---- DATA FOR THIS TASK
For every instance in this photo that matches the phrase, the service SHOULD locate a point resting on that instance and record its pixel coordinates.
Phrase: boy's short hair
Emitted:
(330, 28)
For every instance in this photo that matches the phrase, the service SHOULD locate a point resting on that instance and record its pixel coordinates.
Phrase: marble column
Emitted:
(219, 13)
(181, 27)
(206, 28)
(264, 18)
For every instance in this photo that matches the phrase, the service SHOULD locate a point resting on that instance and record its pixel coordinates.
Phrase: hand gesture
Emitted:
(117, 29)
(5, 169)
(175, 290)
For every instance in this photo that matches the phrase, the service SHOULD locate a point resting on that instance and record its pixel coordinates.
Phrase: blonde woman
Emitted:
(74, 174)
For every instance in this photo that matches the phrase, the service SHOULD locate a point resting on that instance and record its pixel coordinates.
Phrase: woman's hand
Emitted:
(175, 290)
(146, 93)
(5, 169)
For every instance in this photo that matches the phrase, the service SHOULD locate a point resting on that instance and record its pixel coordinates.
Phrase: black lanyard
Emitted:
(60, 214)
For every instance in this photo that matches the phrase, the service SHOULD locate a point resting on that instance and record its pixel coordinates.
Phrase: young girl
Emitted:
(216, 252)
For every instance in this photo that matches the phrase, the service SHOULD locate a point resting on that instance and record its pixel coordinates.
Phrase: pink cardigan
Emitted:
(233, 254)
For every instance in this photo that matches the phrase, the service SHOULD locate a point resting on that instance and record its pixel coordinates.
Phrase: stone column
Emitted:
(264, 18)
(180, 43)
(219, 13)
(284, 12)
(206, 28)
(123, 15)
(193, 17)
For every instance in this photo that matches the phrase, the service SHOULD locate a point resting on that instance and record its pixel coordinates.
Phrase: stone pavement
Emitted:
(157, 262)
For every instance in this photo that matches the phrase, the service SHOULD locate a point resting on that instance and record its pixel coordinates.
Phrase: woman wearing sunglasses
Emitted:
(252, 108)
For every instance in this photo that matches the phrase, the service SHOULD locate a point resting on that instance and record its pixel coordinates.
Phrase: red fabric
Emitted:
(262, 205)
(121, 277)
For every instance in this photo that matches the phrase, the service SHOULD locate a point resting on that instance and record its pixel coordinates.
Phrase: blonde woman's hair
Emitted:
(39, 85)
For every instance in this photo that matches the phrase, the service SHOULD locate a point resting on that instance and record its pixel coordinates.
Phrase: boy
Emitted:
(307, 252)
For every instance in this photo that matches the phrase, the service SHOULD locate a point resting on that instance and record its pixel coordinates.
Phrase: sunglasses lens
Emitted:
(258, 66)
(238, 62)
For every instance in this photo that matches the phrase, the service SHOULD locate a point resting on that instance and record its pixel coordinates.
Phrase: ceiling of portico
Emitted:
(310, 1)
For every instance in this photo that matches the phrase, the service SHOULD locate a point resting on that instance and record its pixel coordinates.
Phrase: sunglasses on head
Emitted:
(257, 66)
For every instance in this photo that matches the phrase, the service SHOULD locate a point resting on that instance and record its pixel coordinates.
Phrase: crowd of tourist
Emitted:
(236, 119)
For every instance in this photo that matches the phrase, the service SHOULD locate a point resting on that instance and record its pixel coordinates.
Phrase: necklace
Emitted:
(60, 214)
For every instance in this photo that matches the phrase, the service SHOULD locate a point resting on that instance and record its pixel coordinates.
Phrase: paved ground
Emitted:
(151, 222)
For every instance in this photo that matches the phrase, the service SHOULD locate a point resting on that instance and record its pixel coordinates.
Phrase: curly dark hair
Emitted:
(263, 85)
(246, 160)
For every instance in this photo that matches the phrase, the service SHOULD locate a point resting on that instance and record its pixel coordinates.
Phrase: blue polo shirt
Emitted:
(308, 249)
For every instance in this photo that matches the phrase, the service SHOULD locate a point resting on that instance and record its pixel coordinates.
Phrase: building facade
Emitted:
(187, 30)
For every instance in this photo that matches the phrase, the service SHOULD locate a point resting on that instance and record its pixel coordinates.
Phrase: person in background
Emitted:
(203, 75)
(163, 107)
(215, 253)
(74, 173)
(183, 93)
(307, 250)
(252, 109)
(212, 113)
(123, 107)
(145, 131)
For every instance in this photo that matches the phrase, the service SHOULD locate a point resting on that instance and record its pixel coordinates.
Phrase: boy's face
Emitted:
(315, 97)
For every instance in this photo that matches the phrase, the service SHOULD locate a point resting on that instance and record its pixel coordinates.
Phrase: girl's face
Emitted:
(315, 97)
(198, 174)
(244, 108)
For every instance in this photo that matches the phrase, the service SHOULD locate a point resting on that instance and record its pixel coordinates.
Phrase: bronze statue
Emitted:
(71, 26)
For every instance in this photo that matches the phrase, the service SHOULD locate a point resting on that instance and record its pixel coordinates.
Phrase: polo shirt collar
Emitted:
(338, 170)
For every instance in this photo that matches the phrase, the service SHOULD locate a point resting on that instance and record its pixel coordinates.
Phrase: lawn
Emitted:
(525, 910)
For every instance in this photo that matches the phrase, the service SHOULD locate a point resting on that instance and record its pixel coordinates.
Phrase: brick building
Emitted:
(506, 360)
--------
PROMPT:
Your task is to copy every line in the entries that holds the string "hair".

YOUR RESPONSE:
Phrase: boy's short hair
Phrase: blonde woman's hair
Phrase: curly dark hair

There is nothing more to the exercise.